● Verilen görev:
Aşağıdaki satırlarda "Expected output, for every instance of the brass" ifadesini içeren satırdan en sona kadar her şeyi, o satır da dahil, her satır bir dize olacak biçimde bir JSON listesine dönüştürür müsünüz? Boş satırları listeye almayın.

[Konum belirleme öğeleri]

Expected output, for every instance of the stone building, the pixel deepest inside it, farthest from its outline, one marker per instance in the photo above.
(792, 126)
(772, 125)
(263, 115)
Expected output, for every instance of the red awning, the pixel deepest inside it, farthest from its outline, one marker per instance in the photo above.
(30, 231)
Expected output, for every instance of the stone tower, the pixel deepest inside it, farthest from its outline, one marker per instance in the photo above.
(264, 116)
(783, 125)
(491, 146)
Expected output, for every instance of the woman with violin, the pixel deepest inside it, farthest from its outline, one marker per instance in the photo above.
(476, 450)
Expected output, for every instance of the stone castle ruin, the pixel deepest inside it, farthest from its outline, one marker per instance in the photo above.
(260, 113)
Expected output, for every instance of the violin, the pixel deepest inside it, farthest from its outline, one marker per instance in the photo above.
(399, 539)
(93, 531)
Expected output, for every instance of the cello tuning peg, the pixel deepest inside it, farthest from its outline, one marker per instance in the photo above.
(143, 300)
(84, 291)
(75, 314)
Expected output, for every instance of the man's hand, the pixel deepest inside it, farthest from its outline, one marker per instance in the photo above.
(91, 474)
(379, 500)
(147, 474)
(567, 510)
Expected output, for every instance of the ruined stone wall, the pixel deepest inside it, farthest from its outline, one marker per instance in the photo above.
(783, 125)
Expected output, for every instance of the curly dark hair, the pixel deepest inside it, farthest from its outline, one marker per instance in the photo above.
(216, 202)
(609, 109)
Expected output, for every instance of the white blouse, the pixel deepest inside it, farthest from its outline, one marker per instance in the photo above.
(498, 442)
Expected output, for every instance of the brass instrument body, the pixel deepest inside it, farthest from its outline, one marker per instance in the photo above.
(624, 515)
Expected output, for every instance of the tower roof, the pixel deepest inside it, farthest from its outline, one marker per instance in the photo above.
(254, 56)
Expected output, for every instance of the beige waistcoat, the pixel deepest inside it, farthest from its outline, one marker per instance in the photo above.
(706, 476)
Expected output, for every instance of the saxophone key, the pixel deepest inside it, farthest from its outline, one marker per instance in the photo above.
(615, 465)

● Çözüm:
[
  "Expected output, for every instance of the brass instrument body, the pixel deepest inside it, farthest from its outline, one marker per instance in the photo above.",
  "(624, 515)",
  "Expected output, for every instance of the tower roof, the pixel deepest inside it, farthest from its outline, one marker per instance in the photo above.",
  "(254, 56)",
  "Expected output, for every instance of the beige waistcoat, the pixel deepest inside it, farthest from its outline, one marker per instance in the photo above.",
  "(706, 476)",
  "Expected output, for every instance of the saxophone key, the pixel deepest inside it, farthest from its outline, one marker per instance in the photo above.",
  "(615, 465)"
]